Copy out the lines below that hold the word "postcard".

= Beginning of Section =

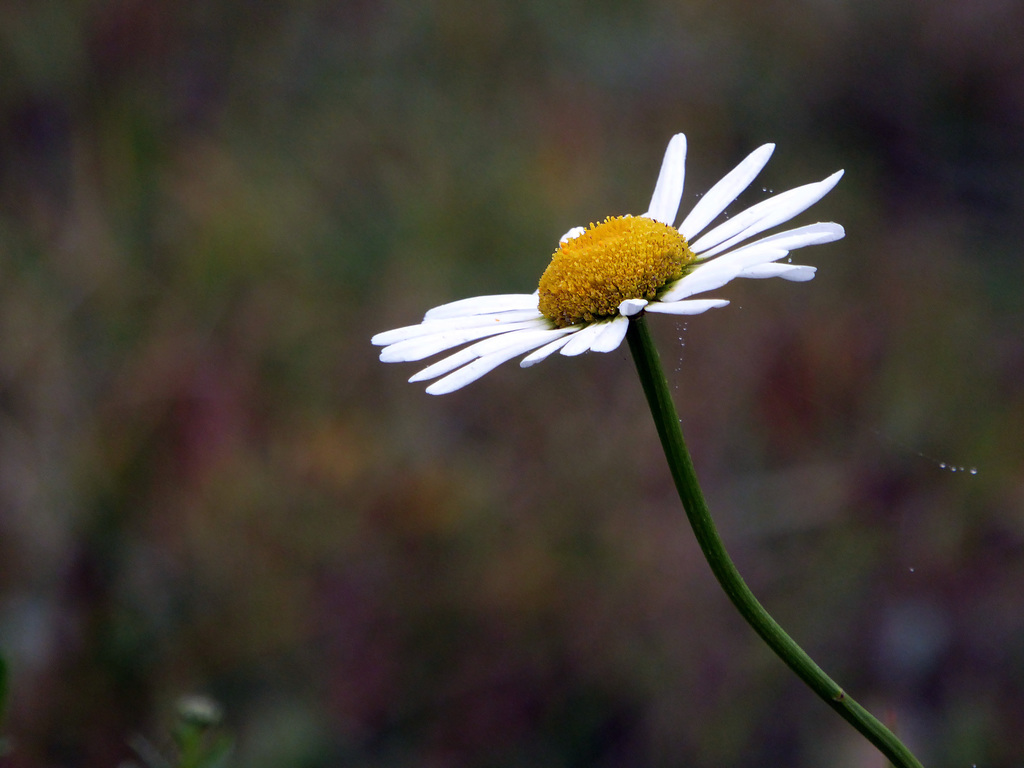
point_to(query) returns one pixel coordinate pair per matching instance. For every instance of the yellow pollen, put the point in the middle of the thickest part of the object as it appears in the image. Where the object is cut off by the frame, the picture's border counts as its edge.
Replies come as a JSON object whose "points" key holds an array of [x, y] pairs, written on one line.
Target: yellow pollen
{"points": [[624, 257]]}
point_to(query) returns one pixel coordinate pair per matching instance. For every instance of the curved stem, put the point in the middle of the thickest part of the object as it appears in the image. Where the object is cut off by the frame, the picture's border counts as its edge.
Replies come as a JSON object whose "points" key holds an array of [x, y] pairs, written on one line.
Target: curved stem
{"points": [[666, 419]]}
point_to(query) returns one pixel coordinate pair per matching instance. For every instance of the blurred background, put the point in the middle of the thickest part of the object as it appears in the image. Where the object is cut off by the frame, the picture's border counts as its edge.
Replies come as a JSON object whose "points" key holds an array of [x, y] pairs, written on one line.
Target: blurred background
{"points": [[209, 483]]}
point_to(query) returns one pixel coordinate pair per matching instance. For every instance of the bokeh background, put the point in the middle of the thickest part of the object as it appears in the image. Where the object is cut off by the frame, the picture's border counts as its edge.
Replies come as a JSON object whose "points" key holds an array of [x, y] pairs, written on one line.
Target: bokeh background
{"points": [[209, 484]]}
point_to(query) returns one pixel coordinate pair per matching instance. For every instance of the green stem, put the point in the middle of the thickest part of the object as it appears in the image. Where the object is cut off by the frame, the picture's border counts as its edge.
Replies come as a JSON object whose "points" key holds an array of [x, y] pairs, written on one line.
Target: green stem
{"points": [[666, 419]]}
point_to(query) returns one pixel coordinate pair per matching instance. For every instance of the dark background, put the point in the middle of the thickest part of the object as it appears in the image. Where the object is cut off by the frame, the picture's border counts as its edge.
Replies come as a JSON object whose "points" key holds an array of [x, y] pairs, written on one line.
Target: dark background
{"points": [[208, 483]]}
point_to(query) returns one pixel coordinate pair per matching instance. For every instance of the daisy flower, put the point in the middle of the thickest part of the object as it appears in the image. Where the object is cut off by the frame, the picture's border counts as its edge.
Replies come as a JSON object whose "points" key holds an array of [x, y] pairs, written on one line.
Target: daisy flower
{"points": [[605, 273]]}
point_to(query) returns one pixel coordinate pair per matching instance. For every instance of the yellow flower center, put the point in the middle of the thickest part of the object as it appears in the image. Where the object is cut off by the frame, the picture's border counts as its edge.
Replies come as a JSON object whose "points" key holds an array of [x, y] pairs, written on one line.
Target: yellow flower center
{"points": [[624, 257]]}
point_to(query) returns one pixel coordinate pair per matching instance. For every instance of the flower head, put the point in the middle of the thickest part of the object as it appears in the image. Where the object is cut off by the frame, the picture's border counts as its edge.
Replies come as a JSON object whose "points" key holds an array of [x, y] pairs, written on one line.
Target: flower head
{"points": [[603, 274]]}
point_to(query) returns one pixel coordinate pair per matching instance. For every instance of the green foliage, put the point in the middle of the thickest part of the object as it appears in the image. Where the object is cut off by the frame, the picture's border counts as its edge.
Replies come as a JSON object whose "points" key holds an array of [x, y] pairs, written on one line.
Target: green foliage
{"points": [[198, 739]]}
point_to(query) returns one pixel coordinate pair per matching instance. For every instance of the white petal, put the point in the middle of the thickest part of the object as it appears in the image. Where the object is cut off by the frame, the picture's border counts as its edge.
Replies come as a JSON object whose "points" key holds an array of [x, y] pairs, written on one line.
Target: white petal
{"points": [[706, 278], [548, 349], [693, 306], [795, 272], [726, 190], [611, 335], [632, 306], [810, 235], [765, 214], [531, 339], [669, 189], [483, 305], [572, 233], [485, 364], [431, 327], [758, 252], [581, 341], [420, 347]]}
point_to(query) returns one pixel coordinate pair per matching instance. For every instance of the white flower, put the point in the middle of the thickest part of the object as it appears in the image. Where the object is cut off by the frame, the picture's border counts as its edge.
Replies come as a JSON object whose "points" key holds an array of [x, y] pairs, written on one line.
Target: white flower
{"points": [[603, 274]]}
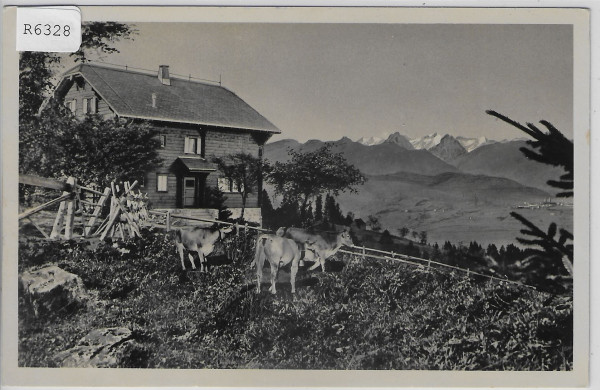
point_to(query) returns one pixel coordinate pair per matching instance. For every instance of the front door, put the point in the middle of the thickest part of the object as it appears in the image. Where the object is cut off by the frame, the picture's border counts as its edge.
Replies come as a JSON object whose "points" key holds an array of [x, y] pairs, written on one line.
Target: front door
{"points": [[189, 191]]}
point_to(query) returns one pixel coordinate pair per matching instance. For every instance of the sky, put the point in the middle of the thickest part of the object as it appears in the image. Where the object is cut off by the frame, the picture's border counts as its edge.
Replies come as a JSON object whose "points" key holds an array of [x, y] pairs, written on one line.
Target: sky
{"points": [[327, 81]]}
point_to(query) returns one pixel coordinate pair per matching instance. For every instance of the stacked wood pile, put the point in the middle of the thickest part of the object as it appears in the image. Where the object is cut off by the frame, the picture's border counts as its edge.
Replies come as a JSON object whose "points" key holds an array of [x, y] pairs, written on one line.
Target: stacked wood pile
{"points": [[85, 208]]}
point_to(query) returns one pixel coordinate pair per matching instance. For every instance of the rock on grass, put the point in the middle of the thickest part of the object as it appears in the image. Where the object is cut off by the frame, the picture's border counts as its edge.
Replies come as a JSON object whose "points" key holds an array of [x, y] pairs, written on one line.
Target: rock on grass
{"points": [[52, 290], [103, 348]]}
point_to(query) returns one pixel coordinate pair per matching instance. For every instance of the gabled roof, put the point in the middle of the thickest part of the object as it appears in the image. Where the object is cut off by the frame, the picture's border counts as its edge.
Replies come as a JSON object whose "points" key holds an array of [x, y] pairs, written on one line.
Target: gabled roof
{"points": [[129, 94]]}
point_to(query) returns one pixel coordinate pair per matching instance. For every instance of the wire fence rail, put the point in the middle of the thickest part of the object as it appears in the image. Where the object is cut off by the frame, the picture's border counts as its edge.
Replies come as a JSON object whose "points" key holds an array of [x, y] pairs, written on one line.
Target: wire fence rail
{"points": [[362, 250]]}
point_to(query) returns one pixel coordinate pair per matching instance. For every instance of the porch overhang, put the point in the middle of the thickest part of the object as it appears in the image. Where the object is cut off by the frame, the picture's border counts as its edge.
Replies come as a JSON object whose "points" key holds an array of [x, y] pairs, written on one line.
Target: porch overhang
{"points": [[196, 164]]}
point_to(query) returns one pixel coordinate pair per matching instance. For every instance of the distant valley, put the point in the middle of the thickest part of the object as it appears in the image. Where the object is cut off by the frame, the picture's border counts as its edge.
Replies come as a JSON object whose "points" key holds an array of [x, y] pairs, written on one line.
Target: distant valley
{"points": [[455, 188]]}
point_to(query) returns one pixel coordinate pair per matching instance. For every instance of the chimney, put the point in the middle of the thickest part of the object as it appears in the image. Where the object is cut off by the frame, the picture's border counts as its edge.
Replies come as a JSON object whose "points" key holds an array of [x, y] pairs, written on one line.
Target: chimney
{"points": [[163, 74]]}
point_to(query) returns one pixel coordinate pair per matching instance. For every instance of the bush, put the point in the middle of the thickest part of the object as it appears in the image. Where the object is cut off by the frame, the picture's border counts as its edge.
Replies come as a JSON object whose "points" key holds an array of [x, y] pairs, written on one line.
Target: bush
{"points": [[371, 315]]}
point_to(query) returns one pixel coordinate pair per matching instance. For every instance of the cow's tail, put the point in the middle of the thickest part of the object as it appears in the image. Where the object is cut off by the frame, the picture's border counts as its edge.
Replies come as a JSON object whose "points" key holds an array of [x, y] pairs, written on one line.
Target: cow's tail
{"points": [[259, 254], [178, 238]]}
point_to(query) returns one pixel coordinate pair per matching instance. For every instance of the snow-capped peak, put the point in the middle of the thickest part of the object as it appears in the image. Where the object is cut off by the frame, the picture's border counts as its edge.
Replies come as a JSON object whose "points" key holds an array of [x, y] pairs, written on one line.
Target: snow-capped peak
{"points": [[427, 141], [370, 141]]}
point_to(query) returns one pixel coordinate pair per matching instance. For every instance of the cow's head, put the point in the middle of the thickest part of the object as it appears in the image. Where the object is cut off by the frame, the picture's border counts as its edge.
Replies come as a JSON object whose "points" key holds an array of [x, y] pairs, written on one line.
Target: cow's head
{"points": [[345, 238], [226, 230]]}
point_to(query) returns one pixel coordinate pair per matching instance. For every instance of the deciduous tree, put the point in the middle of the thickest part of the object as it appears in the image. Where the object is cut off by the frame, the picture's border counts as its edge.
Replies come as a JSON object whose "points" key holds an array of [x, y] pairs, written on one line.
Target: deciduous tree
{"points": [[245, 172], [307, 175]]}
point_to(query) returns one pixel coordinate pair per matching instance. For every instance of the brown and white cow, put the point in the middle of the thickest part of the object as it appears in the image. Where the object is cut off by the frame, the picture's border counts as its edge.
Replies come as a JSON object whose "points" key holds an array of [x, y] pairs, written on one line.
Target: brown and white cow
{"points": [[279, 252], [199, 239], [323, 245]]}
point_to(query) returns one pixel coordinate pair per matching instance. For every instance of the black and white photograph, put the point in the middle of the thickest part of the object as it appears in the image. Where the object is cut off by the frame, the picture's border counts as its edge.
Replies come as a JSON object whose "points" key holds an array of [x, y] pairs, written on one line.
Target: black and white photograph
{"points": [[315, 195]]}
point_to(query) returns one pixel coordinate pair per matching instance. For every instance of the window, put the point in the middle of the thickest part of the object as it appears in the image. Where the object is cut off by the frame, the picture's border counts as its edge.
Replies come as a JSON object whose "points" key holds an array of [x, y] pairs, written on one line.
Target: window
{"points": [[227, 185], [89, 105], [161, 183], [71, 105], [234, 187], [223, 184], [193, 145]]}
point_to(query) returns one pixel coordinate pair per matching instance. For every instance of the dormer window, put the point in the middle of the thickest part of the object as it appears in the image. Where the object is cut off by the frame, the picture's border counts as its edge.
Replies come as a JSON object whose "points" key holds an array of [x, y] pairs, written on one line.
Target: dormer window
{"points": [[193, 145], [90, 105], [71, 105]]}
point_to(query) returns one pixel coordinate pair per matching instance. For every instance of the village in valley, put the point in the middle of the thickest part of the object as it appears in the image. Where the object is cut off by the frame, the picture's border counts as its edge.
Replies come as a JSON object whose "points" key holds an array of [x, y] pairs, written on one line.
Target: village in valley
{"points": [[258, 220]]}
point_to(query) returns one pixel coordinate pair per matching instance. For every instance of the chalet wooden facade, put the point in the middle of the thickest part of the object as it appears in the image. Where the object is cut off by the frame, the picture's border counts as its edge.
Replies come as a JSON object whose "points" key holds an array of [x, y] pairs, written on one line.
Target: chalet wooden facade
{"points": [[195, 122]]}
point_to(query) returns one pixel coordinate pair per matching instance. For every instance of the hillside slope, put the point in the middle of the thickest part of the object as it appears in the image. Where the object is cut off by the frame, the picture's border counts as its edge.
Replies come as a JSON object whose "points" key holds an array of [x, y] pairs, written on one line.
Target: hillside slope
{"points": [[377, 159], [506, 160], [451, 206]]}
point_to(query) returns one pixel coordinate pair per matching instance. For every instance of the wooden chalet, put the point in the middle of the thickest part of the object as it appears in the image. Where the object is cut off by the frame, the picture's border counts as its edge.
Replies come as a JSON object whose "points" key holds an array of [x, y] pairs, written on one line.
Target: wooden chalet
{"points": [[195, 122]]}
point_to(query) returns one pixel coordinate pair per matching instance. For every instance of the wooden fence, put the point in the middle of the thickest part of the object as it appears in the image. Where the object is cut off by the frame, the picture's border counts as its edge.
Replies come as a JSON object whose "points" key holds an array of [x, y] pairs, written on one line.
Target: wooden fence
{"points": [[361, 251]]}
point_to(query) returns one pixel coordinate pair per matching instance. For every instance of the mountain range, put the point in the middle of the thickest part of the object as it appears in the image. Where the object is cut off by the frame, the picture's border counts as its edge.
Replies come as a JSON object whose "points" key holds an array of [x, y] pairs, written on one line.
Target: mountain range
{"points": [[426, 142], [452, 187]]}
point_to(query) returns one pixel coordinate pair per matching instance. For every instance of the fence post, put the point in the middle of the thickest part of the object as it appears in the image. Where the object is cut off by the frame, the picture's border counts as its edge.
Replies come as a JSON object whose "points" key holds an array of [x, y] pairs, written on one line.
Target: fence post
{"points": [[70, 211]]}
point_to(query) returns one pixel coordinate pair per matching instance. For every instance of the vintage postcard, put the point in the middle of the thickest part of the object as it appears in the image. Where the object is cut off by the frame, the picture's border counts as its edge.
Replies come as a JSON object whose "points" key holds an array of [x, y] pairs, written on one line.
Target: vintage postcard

= End of Section =

:: REPLY ::
point_to(query) returns one pixel coordinate pair per matching instance. For every instance of the vintage postcard, put the point in the middle of the thickest part of the object as it appears in the image. Where the object is cut off by the frame, the picture's border counts as its edge.
Target: vintage postcard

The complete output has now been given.